LISTING:
========================================

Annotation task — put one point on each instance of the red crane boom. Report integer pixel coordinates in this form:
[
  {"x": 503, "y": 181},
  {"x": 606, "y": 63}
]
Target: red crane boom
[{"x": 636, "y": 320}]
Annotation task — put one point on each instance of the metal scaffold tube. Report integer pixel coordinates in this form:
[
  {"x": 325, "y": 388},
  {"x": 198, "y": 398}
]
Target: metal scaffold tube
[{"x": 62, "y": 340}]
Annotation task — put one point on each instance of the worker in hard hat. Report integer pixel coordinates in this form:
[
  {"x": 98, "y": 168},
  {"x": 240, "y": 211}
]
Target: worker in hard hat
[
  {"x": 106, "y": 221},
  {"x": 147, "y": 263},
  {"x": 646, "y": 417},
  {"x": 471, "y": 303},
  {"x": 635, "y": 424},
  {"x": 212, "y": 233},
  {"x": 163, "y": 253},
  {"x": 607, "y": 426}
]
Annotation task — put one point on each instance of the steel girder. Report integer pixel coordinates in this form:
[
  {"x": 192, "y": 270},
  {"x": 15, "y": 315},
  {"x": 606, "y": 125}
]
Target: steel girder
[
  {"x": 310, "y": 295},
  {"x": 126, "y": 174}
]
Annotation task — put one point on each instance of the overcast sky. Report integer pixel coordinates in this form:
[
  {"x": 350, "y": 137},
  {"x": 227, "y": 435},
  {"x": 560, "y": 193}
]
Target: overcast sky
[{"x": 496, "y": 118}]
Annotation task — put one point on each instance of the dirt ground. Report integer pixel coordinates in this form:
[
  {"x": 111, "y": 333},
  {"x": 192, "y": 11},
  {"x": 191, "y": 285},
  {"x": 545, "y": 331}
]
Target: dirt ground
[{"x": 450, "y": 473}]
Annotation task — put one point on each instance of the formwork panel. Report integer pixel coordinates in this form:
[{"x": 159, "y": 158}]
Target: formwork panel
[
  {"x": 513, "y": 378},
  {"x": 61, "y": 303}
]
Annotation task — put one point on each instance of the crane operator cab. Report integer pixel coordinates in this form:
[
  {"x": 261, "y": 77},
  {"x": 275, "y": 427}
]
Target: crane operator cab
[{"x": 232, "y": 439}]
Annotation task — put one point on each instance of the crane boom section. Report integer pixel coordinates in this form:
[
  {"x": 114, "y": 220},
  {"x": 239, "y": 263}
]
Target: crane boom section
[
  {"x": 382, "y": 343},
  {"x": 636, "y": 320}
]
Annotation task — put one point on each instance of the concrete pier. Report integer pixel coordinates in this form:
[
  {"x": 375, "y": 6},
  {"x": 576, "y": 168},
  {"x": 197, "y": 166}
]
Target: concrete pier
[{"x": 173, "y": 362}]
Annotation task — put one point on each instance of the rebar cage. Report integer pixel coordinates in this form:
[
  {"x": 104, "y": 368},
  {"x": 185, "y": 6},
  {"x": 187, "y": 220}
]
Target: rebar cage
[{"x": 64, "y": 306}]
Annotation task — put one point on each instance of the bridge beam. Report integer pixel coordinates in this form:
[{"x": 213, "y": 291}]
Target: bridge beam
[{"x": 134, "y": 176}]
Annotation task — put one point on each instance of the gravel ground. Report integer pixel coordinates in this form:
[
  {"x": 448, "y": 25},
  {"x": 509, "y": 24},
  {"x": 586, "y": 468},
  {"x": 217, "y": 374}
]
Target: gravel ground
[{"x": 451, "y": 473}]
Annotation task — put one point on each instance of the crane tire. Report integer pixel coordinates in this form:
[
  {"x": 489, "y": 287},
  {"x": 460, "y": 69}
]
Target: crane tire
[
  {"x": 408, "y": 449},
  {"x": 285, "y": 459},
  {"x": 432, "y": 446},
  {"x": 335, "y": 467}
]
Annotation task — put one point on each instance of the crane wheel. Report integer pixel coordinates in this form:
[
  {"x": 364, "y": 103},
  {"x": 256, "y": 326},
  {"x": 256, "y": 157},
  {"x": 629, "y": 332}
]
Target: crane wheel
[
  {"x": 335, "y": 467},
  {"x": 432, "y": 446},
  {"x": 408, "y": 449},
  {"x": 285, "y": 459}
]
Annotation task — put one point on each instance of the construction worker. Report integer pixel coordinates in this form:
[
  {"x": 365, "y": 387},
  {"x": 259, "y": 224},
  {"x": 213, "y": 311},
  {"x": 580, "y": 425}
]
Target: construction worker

========================================

SET TASK:
Reproduce only the lines running from the one that contains "of the bridge" to the last line of the records.

OUTPUT FOR THIS TASK:
Annotation task — put one point on each instance of the bridge beam. Report integer pixel coordinates in this form:
[{"x": 213, "y": 291}]
Target: bridge beam
[{"x": 134, "y": 176}]
Annotation task — put one point on each instance of the gravel ground. Report integer pixel coordinates in this form:
[
  {"x": 448, "y": 25},
  {"x": 509, "y": 24},
  {"x": 586, "y": 468},
  {"x": 217, "y": 374}
]
Target: gravel ground
[{"x": 451, "y": 473}]
Annotation task — put one point on each instance of the crane tire. Report integer pixel coordinates in this form:
[
  {"x": 489, "y": 287},
  {"x": 460, "y": 69}
]
Target: crane tire
[
  {"x": 408, "y": 449},
  {"x": 285, "y": 459},
  {"x": 432, "y": 446},
  {"x": 335, "y": 467}
]
Annotation task — put one point on each instance of the crane wheel. Report integer pixel coordinates in this form:
[
  {"x": 364, "y": 103},
  {"x": 256, "y": 326},
  {"x": 256, "y": 157},
  {"x": 629, "y": 332}
]
Target: crane wheel
[
  {"x": 335, "y": 467},
  {"x": 432, "y": 446},
  {"x": 408, "y": 449},
  {"x": 285, "y": 459}
]
Annotation task — put one point on each instance of the construction worker. Report integer pixel coordinates in this form:
[
  {"x": 365, "y": 387},
  {"x": 259, "y": 224},
  {"x": 213, "y": 311},
  {"x": 580, "y": 425}
]
Target: construction worker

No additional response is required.